(Stored data entries)

>>>

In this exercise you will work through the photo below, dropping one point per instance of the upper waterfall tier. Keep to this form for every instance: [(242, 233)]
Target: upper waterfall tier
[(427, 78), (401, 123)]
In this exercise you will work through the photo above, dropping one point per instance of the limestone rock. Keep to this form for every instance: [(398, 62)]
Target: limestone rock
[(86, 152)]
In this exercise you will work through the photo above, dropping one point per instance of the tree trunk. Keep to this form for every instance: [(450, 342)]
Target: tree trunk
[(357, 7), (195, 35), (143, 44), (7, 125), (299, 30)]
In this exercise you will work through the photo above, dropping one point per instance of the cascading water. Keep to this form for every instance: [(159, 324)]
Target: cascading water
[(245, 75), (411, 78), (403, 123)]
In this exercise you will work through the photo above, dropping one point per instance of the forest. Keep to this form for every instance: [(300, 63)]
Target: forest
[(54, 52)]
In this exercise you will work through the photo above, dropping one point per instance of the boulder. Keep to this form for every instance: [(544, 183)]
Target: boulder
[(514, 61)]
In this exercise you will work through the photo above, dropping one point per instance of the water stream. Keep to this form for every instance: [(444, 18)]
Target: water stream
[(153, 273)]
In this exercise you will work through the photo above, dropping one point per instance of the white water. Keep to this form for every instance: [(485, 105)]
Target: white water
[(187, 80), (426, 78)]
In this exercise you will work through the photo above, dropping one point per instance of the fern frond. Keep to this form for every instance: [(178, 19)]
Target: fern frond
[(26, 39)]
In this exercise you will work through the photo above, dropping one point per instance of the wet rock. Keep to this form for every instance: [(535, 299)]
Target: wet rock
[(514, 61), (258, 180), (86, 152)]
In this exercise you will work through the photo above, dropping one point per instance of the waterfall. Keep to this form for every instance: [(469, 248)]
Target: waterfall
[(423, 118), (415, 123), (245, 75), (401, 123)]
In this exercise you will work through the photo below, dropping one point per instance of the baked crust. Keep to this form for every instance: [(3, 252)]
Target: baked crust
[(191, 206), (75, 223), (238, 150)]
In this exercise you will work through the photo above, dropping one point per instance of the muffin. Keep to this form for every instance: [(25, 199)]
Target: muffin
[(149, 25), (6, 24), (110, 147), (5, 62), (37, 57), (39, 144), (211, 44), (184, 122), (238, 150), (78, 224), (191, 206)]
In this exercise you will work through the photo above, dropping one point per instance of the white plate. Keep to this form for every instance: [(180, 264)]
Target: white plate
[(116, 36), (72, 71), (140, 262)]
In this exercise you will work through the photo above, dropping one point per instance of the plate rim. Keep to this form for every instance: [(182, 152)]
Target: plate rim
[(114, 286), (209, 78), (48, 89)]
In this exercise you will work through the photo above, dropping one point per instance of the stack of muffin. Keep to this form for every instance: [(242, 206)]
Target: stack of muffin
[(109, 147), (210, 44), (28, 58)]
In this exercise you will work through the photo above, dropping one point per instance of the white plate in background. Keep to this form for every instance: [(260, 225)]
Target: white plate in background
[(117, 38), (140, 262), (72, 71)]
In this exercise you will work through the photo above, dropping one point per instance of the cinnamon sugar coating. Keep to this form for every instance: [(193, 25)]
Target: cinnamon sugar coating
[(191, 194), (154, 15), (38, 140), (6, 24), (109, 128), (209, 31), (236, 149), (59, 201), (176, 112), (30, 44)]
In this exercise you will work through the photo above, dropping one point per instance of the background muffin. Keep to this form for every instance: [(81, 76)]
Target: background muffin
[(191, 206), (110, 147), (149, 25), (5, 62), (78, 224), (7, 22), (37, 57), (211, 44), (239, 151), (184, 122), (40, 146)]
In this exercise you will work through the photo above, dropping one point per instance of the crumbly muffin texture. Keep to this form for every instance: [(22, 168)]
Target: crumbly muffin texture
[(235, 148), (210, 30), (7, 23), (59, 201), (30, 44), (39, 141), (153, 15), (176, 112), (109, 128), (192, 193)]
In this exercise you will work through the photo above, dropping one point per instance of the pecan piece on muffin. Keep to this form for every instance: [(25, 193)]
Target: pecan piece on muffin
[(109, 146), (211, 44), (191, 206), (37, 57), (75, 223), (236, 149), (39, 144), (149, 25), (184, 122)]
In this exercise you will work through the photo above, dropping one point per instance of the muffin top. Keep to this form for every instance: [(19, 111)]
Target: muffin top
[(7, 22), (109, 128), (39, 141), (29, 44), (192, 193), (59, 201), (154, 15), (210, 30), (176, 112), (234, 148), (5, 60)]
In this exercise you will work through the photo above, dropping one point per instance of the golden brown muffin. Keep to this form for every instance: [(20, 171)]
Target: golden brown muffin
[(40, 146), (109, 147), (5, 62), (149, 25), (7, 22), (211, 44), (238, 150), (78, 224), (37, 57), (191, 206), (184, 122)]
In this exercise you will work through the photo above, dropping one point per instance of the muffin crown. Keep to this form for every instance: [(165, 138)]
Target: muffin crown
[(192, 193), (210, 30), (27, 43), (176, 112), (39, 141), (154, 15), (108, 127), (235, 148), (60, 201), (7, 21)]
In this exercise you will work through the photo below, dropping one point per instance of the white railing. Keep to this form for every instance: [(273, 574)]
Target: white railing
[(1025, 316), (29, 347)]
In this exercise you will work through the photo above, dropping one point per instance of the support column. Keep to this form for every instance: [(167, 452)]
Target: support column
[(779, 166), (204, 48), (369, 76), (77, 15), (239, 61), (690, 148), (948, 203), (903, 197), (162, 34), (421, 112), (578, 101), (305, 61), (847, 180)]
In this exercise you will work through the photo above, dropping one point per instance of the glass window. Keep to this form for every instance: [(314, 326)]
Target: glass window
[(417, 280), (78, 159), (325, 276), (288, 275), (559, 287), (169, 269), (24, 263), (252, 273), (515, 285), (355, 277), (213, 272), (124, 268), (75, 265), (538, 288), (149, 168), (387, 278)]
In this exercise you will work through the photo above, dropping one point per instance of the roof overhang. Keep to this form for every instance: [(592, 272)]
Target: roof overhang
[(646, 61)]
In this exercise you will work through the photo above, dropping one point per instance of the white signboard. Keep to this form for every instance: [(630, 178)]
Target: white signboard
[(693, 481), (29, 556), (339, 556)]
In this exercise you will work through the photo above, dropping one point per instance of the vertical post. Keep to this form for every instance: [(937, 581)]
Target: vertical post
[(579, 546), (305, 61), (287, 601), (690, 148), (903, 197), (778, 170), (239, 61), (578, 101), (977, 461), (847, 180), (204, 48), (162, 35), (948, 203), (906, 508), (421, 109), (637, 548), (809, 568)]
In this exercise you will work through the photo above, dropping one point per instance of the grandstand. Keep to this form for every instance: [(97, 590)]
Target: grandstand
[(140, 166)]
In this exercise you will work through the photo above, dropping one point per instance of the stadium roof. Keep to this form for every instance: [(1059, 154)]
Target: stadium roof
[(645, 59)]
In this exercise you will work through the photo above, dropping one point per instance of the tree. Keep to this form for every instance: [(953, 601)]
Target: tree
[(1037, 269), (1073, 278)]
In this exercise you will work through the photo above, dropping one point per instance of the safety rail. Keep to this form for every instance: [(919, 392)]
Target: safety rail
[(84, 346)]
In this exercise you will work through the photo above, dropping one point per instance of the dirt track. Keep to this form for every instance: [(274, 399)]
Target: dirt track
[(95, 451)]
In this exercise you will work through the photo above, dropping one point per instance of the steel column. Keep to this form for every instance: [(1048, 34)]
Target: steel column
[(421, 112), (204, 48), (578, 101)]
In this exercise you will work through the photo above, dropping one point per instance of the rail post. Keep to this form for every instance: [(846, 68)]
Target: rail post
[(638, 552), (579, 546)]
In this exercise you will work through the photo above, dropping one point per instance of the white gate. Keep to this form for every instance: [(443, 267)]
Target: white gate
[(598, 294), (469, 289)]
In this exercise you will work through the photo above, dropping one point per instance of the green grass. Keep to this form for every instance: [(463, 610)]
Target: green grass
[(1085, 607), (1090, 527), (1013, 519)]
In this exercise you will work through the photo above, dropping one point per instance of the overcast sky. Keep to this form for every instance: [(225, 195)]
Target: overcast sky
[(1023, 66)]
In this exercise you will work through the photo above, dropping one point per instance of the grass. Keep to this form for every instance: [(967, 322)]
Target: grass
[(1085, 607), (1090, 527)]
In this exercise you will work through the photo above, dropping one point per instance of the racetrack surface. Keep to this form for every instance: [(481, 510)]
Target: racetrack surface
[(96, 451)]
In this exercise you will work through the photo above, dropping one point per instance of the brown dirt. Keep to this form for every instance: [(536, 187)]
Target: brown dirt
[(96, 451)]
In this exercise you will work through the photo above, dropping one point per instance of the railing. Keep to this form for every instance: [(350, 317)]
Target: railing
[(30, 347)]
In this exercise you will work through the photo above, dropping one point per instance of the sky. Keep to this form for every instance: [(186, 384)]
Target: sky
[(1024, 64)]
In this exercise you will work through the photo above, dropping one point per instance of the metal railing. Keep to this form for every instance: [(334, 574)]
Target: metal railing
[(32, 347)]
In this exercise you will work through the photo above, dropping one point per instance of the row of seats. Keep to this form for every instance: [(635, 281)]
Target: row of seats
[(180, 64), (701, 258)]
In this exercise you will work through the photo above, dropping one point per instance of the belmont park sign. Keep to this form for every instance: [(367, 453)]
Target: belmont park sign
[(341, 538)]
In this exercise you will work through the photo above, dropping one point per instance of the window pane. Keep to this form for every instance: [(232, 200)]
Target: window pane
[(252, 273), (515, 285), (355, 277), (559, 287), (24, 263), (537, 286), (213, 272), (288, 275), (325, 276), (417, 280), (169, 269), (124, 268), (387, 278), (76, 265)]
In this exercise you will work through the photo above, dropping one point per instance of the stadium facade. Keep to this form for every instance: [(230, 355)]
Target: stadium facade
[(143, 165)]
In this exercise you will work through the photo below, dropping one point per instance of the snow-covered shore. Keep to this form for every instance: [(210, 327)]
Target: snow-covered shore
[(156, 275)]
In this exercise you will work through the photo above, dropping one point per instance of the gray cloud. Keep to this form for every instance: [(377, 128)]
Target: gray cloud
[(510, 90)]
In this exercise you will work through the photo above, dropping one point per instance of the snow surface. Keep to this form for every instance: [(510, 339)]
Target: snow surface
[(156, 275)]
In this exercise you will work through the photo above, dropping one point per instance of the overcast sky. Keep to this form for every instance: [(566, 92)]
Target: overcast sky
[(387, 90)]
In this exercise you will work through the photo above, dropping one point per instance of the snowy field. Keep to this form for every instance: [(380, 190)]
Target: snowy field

<<<

- [TASK TO CARRY OUT]
Could you transcribe the entries exactly, from the first line through the line containing "instance: [(485, 105)]", and give nothing more?

- [RESULT]
In this exercise you will work through the photo below, dropping one point per instance of the upper waterfall tier. Keep to this form for every instance: [(242, 233)]
Target: upper waterfall tier
[(427, 78), (401, 123)]
In this exercise you will work through the photo above, dropping one point per instance of the limestone rock. Keep to this form for every instance: [(398, 62)]
Target: limestone rock
[(86, 152)]
In this exercise you will work through the photo above, dropping one point per instance of the tree trunk. Keep to this form for every instance: [(450, 342)]
Target: tree trunk
[(357, 7), (195, 35), (143, 44), (7, 125), (299, 30)]
In this exercise you will work through the photo above, dropping one point per instance of the cascading water. Keep to this form for every instance: [(159, 324)]
Target: cascading water
[(245, 75), (411, 78), (403, 123)]
In this exercise you will work through the photo above, dropping one point per instance of the forest. Keep to this form for every instance: [(300, 63)]
Target: forest
[(54, 52)]
In this exercise you will work through the photo above, dropping one point per instance of the boulder. Keep to this form for every instance: [(544, 183)]
Target: boulder
[(514, 61)]
In this exercise you will work through the photo above, dropping one point per instance of the water stream. Keep to this form for every instance: [(444, 18)]
Target: water stream
[(153, 273)]
In this exercise you will work through the photo above, dropping one point per instance of the white water. Keep to this form for every instance: [(485, 105)]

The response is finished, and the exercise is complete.